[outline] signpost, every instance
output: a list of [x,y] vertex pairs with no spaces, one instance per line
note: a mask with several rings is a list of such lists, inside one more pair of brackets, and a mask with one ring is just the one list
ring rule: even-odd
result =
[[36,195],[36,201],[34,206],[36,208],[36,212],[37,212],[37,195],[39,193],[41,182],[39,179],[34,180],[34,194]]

The request – Rescale the data by writing out every line above again, request lines included, with each vertex coordinate in the answers multiplied by 1.5 and rounded to the nearest whole number (halves round up).

Task response –
[outline] signpost, every instance
output: a list of [x,y] vertex pairs with no spaces, one instance per line
note: a mask with several rings is a list of such lists, inside one more pair of brackets, and a mask with one ring is just the one list
ring rule: even-odd
result =
[[54,293],[54,302],[51,309],[54,312],[54,318],[56,318],[56,293],[59,290],[62,273],[59,269],[51,270],[51,291]]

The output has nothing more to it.